*Required actions:*
(a) In the piece on navigating life change, what reason is given for why each pass through the Change Cycle leaves a person better prepared for the next one? Answer in one to three sentences.
(b) Carry on the piece about navigating life change from its last sentence.

*Selected excerpt:*

>>>>

Imagine waking up one morning and finding yourself in a completely unfamiliar world. You’d likely feel disoriented, unsure and more than a little freaked out.
When we’re undergoing a major life change, we often get that same disorientation, overwhelm and uncertainty. We just want to ‘go back’ to the way things were. But somewhere deep inside we know not changing isn’t always possible or isn’t a good idea even if it was. Sometimes change is thrust on us – ready or not. Even when we’ve chosen the new path we’re going to be stretching our identity into a new shape – that’s just how it is. Often, it’s not small adjustments we have to make, often it’s full-on transformation.
Okay, you’re a stranger in a strange land, but now imagine you’ve got a map and a compass to show you the way.
Harvard PhD and author Martha Beck developed a psychological methodology for how to navigate the ups and downs of life. This concept is foundational in the coach training I received from her. She calls this process the Change Cycle. It has four, consistent and predictable phases to it. Like the four seasons these ‘cycles’ will recur many times over our lives. Each time we pass through the cycle we gain deeper wisdom and maturity, thereby preparing us for the next go-round.

<<<<

*Data extract:*
>>>>

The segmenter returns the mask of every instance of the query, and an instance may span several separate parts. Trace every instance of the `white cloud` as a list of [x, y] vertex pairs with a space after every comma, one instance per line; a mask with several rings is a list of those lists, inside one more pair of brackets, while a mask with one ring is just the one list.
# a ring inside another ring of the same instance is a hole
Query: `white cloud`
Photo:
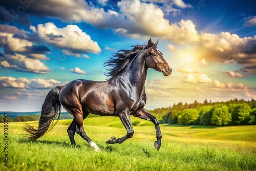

<<<<

*Solved tasks:*
(a) Each time a person passes through the cycle, they gain deeper wisdom and maturity, and that growth prepares them for the next go-round.

(b)
These phases happen after any major change catalyst ( like falling in love or breaking up, getting or losing a job, having children or emptying the nest, etc.) The strategies for how to handle it depend on which phase you’re in. Each phase will happen more or less in order. The time it takes to move through each phase will be unique for each person.
Here’s the scoop…
Square 1: (Death and Rebirth)
The first phase feels like a death because our old identity no longer fits. As much as we may not like it, we sense our metamorphosis has begun. We’ll want to fight to keep the status quo but if we do it only prolongs our discomfort. Regardless of whether we chose it, or the catalytic event lands on us without warning, it is a wrench to our sense of self. The ripening of our being takes some getting used to on our way to rebirth.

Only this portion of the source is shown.